Source data:
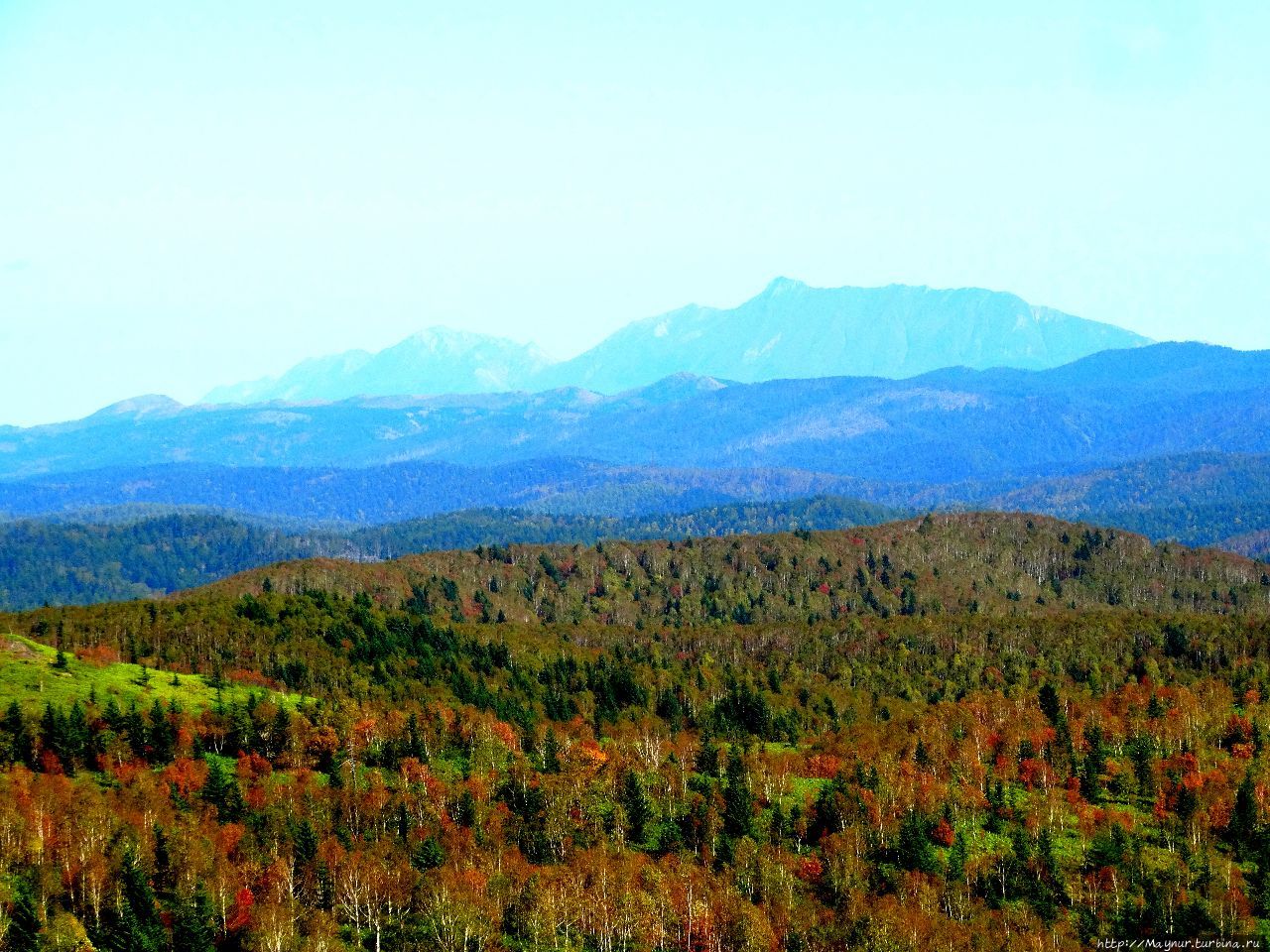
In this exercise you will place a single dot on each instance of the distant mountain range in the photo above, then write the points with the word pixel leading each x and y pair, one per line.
pixel 790 330
pixel 436 361
pixel 945 426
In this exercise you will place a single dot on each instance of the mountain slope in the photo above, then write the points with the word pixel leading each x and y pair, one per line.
pixel 435 361
pixel 788 330
pixel 795 330
pixel 945 426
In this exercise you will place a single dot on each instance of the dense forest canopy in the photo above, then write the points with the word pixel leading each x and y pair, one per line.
pixel 970 731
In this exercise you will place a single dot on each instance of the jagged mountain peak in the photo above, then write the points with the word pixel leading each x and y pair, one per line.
pixel 788 330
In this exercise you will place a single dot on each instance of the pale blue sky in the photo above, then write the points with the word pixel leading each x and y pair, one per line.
pixel 197 193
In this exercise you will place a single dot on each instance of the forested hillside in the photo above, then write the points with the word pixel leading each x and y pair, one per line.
pixel 913 735
pixel 54 562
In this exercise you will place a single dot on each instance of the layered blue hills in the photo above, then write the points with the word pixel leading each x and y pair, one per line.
pixel 789 330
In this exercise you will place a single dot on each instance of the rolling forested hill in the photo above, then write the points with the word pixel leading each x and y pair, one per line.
pixel 897 737
pixel 56 562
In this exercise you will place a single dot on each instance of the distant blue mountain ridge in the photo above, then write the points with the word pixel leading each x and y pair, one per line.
pixel 790 330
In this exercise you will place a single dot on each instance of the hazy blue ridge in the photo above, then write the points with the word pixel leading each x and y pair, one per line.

What this task involves: The reply must hold exactly the lines from the one containing "of the dense" to the last line of the entries, and nothing more.

Reply to the exercise:
In this exercise you will place a single dot on each instance of the dense forest canopy in the photo above, then write the points with the word pixel leading each x and y pair, one per line.
pixel 970 731
In this exercise you will place a single dot on each instance of the jagged mountain peak in the photo above, then write the points with the word pixel leading each x and y pair, one per line.
pixel 788 330
In this exercise you will place a single dot on each instance of the pale blue sky in the photo above, then write the points with the word pixel leading each x and y pair, one per line.
pixel 197 193
In this exercise you will place a single dot on each instance of the forested hillside in the photo above, then write the points with the word pixel leading each x and y pair, one per line.
pixel 913 735
pixel 54 562
In this exercise you will place a single dot on each instance of the layered blue hills in the photo above, then write the points with the word pixel leading each x and y pair, one per line.
pixel 789 330
In this exercise you will place a single dot on each instance of the rolling forested hill in the photo above, then write the points with the word pixel leading each x and y pair, one per line.
pixel 897 737
pixel 56 562
In this exercise you will place a single dot on each instance of the distant blue mountain ridge in the photo above, then write the points with the word pixel leading each x and y pair, one per line.
pixel 790 330
In this exercise you will place a single dot on each instance of the hazy blue ridge in the photo above, then write the points with the word pixel leading each x and y pair, one per line.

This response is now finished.